### Record extracts ###

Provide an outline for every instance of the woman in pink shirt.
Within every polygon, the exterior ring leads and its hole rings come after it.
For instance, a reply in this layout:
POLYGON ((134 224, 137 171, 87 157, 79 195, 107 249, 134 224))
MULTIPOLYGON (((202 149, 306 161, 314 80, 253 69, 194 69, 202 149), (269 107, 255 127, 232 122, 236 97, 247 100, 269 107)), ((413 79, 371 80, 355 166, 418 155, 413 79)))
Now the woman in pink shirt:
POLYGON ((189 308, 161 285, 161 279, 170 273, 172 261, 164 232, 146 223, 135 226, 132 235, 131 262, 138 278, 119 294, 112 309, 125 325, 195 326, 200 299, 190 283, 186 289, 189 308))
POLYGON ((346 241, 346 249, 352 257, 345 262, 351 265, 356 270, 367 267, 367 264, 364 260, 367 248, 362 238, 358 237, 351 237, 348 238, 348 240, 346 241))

###

Convert each line of the items above into a JSON list of strings, one string per line, leaving out any blank lines.

[
  "Provide an outline for every instance of the woman in pink shirt.",
  "Within every polygon, the exterior ring leads and its hole rings come after it.",
  "For instance, a reply in this layout:",
  "POLYGON ((134 224, 137 171, 87 157, 79 195, 107 249, 134 224))",
  "MULTIPOLYGON (((202 149, 306 161, 314 80, 253 69, 194 69, 202 149), (269 107, 255 127, 232 122, 236 97, 247 100, 269 107)), ((413 79, 371 80, 355 166, 418 155, 413 79)))",
  "Now the woman in pink shirt:",
  "POLYGON ((189 308, 161 285, 161 279, 170 273, 172 261, 164 232, 146 223, 135 226, 132 235, 131 262, 138 278, 119 294, 112 309, 125 325, 195 326, 200 299, 190 283, 186 289, 189 308))",
  "POLYGON ((346 241, 346 249, 352 257, 345 262, 351 265, 356 270, 367 267, 367 264, 364 260, 367 248, 362 238, 358 237, 351 237, 348 238, 348 240, 346 241))"
]